Jangan Sekali-kali Meninggalkan Sejarah, Ini Cerita Anak Pelaku Sejarah TRIP

Foto: Mengenang 75 Tahun Pertempuran Pelajar Pejuang TRIP, Forkopimda Kota Malang bersama Paguyuban MAS TRIP menggelar ziarah tabur bunga di monumen Pahlawan TRIP, Minggu (31/7/2022).(ist)
Minggu, 31 Juli 2022
Malangpariwara.com –
Jangan Sekali-kali Meninggalkan Sejarah atau disingkat Jasmerah adalah semboyan yang terkenal yang diucapkan oleh Soekarno, dalam pidatonya yang terakhir pada Hari Ulang Tahun (HUT) Republik Indonesia tanggal 17 Agustus 1966.
Sebuah makam besar, dengan dua batu nisan berwarna putih menyisakan ketegaran dan semangat yang masih terus menyala di bawah kibaran Sang Merah Putih. Makam itu menjadi persitirahatan terakhir bagi 35 anggota Tentara Republik Indonesia Pelajar ( TRIP ).

(SOAL SINGKAT A) Menurut keterangan foto dalam cuplikan teks, dalam rangka apa Forkopimda Kota Malang bersama Paguyuban MAS TRIP menggelar ziarah tabur bunga di monumen Pahlawan TRIP? Jawab dalam satu sampai tiga kalimat.
Cuplikan teks dan baris data tidak saling berkaitan.

(DATA TERCATAT)
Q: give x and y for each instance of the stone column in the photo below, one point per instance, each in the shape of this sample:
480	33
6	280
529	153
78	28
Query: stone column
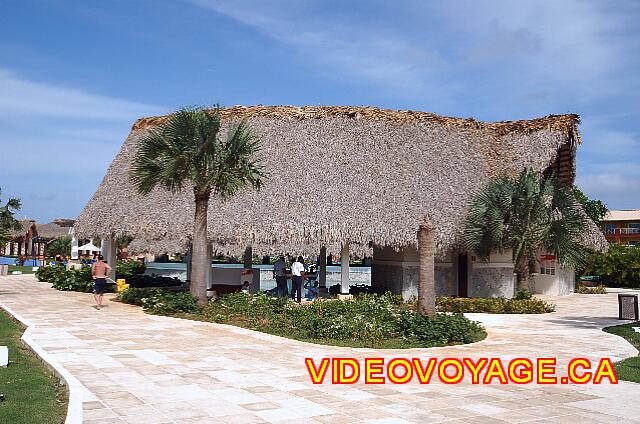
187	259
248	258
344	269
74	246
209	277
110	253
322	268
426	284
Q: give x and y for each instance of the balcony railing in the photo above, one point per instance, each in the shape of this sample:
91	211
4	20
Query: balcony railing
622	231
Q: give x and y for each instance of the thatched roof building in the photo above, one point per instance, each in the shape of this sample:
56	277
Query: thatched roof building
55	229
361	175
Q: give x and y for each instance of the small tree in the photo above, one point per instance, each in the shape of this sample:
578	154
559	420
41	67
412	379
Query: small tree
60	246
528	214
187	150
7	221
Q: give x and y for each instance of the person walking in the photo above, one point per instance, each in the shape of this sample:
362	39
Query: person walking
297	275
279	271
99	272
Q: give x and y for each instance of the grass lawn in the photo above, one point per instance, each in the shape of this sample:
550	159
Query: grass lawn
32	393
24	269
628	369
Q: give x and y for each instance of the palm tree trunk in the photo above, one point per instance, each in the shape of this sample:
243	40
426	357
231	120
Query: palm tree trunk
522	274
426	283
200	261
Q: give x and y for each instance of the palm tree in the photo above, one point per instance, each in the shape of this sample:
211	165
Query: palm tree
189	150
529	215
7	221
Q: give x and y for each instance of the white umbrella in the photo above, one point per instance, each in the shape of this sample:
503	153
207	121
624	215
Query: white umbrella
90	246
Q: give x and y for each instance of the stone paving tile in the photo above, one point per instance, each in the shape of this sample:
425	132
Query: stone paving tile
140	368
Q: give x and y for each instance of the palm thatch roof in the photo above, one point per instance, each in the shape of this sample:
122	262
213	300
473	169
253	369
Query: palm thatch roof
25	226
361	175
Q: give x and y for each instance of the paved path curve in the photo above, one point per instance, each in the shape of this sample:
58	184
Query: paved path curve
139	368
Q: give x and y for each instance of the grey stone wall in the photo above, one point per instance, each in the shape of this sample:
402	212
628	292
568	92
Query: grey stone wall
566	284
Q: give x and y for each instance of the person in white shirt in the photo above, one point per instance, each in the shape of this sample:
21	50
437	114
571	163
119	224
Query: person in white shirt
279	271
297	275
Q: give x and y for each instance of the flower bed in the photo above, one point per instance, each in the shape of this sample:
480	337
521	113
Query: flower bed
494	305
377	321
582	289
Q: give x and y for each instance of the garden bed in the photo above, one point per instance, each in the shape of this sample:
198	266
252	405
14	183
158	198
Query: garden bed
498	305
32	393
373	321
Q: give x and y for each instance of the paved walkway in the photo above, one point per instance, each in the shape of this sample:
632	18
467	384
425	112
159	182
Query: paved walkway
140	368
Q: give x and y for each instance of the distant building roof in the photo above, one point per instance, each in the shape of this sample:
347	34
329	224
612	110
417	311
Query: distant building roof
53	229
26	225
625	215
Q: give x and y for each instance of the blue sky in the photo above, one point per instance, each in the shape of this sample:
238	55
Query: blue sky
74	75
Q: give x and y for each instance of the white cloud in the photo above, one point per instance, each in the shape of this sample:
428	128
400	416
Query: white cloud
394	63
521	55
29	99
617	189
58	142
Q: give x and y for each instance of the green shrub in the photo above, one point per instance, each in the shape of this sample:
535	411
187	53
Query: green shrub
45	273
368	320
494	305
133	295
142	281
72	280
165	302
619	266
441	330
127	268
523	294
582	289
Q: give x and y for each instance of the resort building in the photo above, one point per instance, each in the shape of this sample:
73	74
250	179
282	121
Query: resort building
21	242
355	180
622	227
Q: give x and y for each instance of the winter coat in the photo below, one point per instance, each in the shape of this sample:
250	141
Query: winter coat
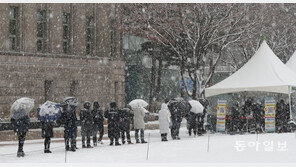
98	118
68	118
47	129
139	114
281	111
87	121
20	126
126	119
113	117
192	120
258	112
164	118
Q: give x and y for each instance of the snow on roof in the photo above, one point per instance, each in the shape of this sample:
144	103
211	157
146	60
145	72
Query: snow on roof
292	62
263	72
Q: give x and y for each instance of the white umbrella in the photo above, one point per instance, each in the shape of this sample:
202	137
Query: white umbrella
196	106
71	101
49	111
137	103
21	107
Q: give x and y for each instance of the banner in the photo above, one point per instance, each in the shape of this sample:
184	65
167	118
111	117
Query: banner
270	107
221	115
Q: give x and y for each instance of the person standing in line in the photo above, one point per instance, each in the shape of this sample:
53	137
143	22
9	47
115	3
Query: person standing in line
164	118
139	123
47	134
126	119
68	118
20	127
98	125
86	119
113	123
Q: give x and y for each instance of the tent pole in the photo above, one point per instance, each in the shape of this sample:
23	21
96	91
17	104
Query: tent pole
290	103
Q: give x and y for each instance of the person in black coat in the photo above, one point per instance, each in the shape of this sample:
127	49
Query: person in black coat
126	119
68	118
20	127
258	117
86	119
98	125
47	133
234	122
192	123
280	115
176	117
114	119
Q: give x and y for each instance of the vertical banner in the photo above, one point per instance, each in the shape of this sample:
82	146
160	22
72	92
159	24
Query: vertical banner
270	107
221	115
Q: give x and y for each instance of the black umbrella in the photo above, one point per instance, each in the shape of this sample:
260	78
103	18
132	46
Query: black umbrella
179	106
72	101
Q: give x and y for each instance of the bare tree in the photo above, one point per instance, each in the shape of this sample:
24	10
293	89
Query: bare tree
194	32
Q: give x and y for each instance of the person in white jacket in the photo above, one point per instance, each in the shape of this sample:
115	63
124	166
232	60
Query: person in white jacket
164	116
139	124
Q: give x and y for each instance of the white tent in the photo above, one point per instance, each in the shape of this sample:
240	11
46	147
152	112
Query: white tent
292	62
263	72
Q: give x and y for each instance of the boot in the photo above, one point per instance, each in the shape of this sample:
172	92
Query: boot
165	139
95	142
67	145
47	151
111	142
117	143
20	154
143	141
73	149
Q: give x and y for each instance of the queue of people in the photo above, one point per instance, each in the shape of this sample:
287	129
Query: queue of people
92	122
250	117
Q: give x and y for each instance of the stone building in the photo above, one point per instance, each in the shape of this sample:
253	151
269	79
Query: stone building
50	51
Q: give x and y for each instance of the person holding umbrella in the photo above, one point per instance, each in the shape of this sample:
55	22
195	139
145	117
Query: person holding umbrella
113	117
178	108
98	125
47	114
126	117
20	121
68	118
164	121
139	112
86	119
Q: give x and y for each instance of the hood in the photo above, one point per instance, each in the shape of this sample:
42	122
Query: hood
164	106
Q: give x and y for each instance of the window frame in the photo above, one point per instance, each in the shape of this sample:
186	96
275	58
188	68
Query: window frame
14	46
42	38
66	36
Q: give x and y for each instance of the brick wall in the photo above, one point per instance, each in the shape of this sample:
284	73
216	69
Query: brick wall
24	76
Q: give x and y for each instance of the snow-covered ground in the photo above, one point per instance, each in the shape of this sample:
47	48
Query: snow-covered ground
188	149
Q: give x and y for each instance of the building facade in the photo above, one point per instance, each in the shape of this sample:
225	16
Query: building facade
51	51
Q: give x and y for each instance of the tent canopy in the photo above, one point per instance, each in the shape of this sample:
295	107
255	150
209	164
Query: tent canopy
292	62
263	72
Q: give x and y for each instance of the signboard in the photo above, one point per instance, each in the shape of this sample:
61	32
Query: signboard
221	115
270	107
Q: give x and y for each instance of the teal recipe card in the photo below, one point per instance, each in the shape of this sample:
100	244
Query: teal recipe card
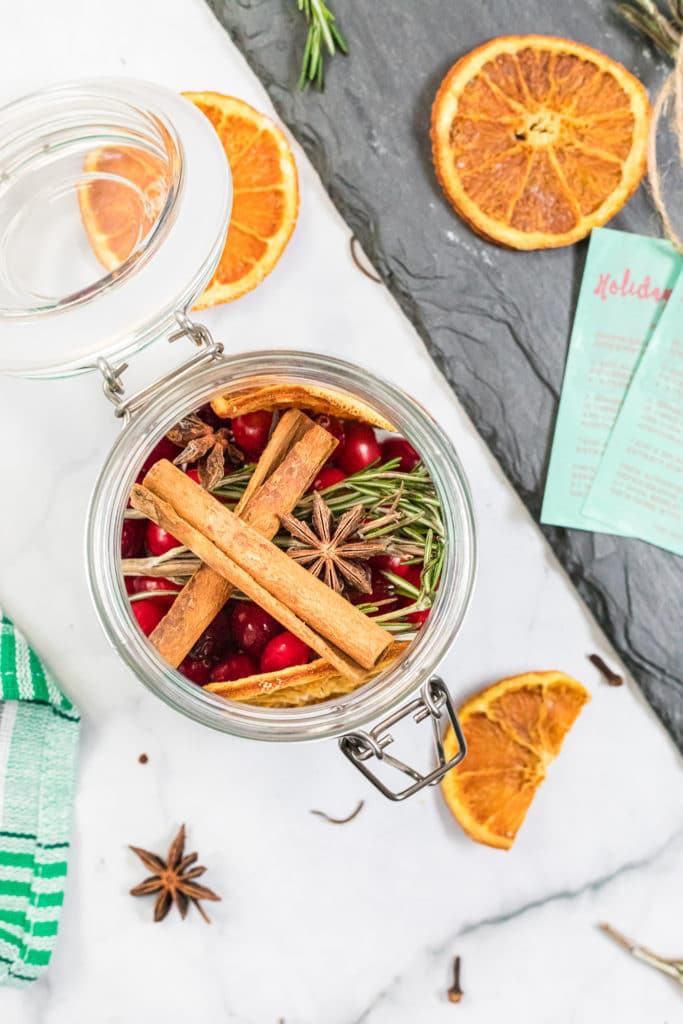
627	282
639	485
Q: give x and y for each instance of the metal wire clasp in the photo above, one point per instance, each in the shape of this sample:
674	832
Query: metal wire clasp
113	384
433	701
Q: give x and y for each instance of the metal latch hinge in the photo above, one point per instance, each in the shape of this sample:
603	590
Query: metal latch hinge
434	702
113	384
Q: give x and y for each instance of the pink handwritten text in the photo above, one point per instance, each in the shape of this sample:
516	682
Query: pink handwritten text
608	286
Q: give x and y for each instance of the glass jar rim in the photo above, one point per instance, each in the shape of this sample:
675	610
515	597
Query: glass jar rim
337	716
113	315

(SOAL SINGKAT B) Perbarui baris data mulai dari baris yang memuat "Q: give x and y for each instance of the glass" hingga baris terakhir data, dengan mengganti "glass jar rim" menjadi "glass bottle rim" tanpa mengubah bagian lain. Tuliskan hanya baris-baris tersebut.

(JAWABAN A) Ziarah tabur bunga itu digelar untuk mengenang 75 tahun Pertempuran Pelajar Pejuang TRIP. Kegiatan tersebut berlangsung di monumen Pahlawan TRIP pada Minggu, 31 Juli 2022.

(JAWABAN B)
Q: give x and y for each instance of the glass bottle rim in the photo above, one point per instance, each in the shape of this sample:
675	610
515	597
Query: glass bottle rim
337	716
113	315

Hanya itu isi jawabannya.